» Exercise directions:
Repeat the records below word for word, but start at the line that contains "mound with a point.", stop after the last line, and include nothing else.

[START Source records]

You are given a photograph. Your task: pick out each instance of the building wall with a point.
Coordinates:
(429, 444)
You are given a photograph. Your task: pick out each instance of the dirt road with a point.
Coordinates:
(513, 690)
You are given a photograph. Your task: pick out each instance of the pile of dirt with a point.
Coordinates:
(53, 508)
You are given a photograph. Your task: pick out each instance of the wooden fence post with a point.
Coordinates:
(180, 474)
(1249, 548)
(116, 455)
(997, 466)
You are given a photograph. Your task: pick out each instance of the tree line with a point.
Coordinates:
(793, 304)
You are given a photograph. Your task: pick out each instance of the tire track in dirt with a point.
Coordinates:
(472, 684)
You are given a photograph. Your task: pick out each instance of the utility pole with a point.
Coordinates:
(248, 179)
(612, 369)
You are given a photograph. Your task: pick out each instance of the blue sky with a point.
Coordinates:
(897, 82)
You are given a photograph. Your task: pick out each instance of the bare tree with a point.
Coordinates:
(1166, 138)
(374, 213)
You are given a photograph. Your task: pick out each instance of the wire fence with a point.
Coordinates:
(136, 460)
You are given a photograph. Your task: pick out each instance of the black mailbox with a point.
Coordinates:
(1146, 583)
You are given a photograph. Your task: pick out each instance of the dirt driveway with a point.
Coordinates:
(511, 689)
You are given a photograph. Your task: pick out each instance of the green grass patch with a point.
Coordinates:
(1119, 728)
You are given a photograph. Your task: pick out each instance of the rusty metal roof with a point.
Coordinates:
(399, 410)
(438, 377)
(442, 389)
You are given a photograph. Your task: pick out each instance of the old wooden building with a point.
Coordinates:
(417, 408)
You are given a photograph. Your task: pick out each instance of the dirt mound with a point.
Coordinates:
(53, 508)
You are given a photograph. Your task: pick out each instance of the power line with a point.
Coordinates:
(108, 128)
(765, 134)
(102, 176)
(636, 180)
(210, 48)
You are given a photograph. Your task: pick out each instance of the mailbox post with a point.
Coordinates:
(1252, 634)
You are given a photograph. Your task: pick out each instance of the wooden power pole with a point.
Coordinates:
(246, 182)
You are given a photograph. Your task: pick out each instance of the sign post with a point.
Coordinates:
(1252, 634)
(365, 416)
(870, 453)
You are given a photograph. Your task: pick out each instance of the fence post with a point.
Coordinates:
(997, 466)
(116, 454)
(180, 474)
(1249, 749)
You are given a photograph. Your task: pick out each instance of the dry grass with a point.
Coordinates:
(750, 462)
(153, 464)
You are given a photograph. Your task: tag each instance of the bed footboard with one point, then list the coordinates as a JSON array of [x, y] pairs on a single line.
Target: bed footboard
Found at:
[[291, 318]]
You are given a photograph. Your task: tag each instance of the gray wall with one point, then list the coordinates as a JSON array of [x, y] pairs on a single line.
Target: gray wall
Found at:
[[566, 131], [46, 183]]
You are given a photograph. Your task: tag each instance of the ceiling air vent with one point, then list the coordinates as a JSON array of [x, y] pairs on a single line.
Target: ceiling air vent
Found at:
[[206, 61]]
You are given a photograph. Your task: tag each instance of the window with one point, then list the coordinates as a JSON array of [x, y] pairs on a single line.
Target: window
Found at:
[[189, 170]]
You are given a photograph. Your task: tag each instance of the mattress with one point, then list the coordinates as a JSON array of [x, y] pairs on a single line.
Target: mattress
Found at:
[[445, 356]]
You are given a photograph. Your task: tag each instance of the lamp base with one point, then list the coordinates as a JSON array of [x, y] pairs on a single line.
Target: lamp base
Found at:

[END Source records]

» Output of the task:
You are given a photograph. Your task: pick out each instance of the dirt mound with a point.
Coordinates:
(53, 508)
You are given a photograph. Your task: pick out each instance of the power line with a point.
Coordinates:
(108, 128)
(765, 134)
(102, 176)
(636, 180)
(210, 48)
You are given a photograph. Your task: pick out each instance of the mailbox post with a point.
Coordinates:
(1252, 634)
You are given a photograph. Your task: pick out each instance of the wooden power pole with a point.
Coordinates:
(246, 182)
You are given a photograph. Your task: pick out each instance of the sign post with a point.
Coordinates:
(1252, 634)
(365, 416)
(870, 453)
You are given a photograph. Your task: pick out each instance of the fence post with a point.
Coordinates:
(997, 466)
(116, 454)
(180, 474)
(1249, 749)
You are given a photograph. Your task: pick out each instance of the dry grass with a point.
Coordinates:
(750, 462)
(153, 464)
You are given a photograph. Your task: tag each instance of the bed footboard with one point, then list the coordinates as a JSON array of [x, y] pairs on a single line.
Target: bed footboard
Found at:
[[291, 318]]
You are given a photograph. Your task: tag each instance of the gray wall with one point, then list the coordinates as a JSON array of [x, y] pairs on a single line.
Target: gray wall
Found at:
[[566, 131], [46, 183]]
You are given a photograph. Your task: tag each instance of the ceiling air vent with one point, then list the coordinates as a JSON array of [x, y] pairs on a single line.
Target: ceiling air vent
Found at:
[[206, 61]]
You are given a photograph. Your task: tag each instance of the window with one point, then list the coordinates as a JSON array of [x, y] pairs on a single line.
Target: window
Found at:
[[189, 170]]
You are given a photograph. Your task: tag each instance of the mattress with one point, then list the coordinates as a JSON array of [x, y] pairs on a single line.
Target: mattress
Found at:
[[445, 356]]
You are given a photograph. Your task: tag each instance of the lamp base with one point, then list the coordinates as a JSON array of [x, y] pairs on a single line.
Target: lamp base
Found at:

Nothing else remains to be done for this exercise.